> Dataset excerpts
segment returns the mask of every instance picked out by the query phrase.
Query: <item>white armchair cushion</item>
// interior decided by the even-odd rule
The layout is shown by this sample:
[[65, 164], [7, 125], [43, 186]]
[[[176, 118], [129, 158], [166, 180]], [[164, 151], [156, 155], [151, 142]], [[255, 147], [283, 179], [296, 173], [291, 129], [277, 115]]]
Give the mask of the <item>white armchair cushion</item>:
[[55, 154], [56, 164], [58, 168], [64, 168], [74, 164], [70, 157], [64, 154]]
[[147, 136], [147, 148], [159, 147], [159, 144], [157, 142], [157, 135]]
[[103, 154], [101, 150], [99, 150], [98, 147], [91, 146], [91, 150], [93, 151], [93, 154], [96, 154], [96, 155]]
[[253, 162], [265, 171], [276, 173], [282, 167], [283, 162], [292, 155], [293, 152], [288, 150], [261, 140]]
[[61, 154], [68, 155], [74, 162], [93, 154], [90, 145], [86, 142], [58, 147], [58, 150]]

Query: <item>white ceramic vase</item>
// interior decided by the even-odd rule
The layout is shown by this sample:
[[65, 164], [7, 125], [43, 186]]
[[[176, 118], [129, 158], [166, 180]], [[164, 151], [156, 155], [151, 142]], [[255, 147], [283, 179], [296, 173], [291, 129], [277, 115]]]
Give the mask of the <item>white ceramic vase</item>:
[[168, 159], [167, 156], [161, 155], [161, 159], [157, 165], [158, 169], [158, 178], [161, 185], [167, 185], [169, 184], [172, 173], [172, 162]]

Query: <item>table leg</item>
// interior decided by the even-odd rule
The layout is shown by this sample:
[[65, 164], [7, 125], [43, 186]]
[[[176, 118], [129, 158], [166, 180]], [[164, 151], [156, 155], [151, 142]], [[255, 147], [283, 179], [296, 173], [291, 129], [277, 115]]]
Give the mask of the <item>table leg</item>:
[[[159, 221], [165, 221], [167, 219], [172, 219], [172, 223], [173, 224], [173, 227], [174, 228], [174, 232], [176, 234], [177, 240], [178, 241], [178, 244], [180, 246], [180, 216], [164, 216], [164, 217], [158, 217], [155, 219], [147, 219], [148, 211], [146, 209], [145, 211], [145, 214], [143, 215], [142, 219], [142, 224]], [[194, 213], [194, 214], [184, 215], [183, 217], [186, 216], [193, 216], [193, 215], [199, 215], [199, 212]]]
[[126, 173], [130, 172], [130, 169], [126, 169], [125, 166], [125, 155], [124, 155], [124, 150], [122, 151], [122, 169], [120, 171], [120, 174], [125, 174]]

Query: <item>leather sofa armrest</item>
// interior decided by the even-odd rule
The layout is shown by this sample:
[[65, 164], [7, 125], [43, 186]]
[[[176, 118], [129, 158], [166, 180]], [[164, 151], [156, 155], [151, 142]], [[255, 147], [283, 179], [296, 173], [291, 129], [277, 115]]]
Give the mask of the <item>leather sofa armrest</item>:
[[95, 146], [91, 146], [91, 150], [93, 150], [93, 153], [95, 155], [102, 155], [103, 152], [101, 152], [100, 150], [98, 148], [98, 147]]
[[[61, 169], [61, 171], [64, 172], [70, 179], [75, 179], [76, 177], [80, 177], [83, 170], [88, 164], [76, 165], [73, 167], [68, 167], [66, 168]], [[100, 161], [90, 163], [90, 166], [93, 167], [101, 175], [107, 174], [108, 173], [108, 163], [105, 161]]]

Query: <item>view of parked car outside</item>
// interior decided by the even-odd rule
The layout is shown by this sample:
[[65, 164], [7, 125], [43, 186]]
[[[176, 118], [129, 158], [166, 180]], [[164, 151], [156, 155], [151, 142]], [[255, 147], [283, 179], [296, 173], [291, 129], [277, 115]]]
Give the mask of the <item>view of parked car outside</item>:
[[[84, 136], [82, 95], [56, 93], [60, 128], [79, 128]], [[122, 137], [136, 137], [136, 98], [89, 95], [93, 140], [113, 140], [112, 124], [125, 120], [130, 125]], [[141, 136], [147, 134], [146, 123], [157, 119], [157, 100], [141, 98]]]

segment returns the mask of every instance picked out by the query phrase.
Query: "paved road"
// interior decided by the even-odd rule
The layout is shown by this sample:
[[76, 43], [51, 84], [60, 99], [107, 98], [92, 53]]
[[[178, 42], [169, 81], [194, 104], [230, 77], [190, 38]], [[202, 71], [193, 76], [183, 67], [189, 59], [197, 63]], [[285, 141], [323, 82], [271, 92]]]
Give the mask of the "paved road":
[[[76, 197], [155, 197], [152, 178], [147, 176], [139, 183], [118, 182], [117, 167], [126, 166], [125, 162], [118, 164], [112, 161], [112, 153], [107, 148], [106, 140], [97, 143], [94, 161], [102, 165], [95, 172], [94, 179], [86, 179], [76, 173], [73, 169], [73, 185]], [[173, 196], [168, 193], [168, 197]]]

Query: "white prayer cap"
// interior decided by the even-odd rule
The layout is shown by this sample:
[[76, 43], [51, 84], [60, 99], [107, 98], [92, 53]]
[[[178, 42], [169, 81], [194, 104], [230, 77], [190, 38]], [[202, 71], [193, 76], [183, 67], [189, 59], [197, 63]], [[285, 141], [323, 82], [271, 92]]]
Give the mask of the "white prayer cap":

> Aim of the task
Rewrite the listing starting at the line containing "Query: <item>white ceramic vase</item>" and ending at the line containing "173], [172, 162]]", and give only those lines. Multiply every coordinate in the answers by 1.05 and round to whole numbers, with halves going up, but leave the requests and their format samples unchanged.

> Answer to the exercise
Query: <item>white ceramic vase</item>
// interior decided by the even-odd rule
The layout is shown by this sample:
[[65, 164], [7, 125], [43, 186]]
[[[176, 118], [129, 158], [166, 180]], [[164, 151], [156, 155], [151, 142]], [[255, 147], [283, 179], [296, 173], [291, 129], [277, 115]]]
Give the mask of the <item>white ceramic vase</item>:
[[176, 167], [175, 164], [169, 163], [169, 167], [165, 173], [166, 177], [166, 187], [169, 194], [175, 194], [177, 193], [181, 182], [181, 170]]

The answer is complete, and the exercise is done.